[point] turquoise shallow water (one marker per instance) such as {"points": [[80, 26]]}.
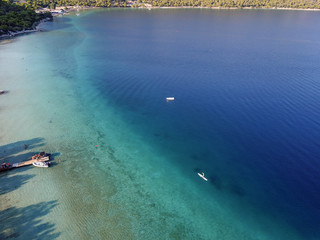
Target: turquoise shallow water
{"points": [[91, 90]]}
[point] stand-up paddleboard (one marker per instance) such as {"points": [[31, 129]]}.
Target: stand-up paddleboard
{"points": [[202, 176]]}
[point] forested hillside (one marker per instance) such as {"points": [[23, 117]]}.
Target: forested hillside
{"points": [[237, 3], [18, 17]]}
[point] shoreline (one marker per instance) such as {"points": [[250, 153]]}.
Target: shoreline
{"points": [[14, 34], [142, 6]]}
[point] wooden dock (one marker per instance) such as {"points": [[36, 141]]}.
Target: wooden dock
{"points": [[27, 163]]}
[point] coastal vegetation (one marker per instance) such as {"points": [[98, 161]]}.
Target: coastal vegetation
{"points": [[301, 4], [21, 16], [16, 17]]}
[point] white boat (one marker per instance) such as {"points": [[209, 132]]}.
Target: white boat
{"points": [[40, 164], [202, 176]]}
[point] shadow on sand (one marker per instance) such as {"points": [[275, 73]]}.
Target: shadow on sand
{"points": [[27, 223]]}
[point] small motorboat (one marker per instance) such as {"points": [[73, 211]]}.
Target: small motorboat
{"points": [[5, 167], [170, 99], [202, 176], [41, 164]]}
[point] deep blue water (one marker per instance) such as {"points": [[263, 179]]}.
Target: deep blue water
{"points": [[246, 87]]}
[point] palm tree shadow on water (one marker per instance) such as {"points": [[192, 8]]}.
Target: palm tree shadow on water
{"points": [[15, 152], [9, 151], [26, 222]]}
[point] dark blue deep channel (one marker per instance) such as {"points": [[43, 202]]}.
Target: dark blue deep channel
{"points": [[247, 91]]}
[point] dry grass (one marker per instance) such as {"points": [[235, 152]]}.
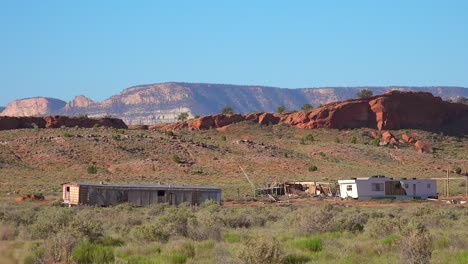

--------

_WHAT IS REQUIRED_
Pick out each line of the records containing the string "shadow" and copy those lines.

_WRITTEN ANSWER_
[point] shadow on sand (one marker per instance) such as {"points": [[275, 73]]}.
Target: shadow on sand
[point] palm tree shadow on water (one marker per instance) such as {"points": [[192, 8]]}.
Target: palm tree shadow on water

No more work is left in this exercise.